Retype every entry word for word.

● **Given entries**:
▼▼▼
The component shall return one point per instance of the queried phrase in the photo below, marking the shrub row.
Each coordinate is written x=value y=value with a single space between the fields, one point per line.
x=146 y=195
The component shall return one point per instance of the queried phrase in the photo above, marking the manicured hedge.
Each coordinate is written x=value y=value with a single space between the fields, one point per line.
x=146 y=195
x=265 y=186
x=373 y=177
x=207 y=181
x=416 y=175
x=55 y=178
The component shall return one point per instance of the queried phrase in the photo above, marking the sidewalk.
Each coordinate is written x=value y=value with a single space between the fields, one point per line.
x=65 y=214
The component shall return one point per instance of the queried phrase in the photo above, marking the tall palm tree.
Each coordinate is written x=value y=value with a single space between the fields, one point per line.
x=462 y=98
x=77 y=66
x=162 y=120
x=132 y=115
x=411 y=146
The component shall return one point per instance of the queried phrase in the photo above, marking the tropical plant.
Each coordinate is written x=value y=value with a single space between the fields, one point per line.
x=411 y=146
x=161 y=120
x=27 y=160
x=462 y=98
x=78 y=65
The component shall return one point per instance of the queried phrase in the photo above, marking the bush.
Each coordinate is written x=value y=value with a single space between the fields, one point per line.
▲▲▲
● **Solution to this problem**:
The component shall return one point per instance of the queried phrase in the photo below, marking the shrub row.
Each coordinate is written x=value y=value with a single space between the fields, one point per line.
x=146 y=195
The component shall return one point per instance of the queried phrase in the photo above, marking the manicured hedge.
Each coordinate is written x=value y=value with a single space between the fields, one point per line.
x=146 y=195
x=265 y=186
x=373 y=177
x=207 y=181
x=416 y=175
x=55 y=178
The component shall return one point per instance of the queried phrase in the photo above, marking the sidewalk.
Each coordinate is written x=value y=value with a single space between the fields, one point per line.
x=65 y=214
The component shall return one point per instance of the queried phrase in the photo above, marking the tall palm tree.
Each coordinate is written x=value y=value with a single space between the fields, one point per line.
x=462 y=98
x=77 y=66
x=162 y=120
x=132 y=115
x=411 y=146
The component shall return one point per instance of the queried phrase in the photo above, marking the tropical plant.
Each coordinate is written x=value y=value with a single space between the fields, one point per line.
x=411 y=146
x=161 y=120
x=27 y=160
x=462 y=98
x=78 y=65
The component shall return one point per instance of the queried phrase in the photo above, marking the bush.
Each coordinate is written x=value y=value with a single space between the fields, one point per line.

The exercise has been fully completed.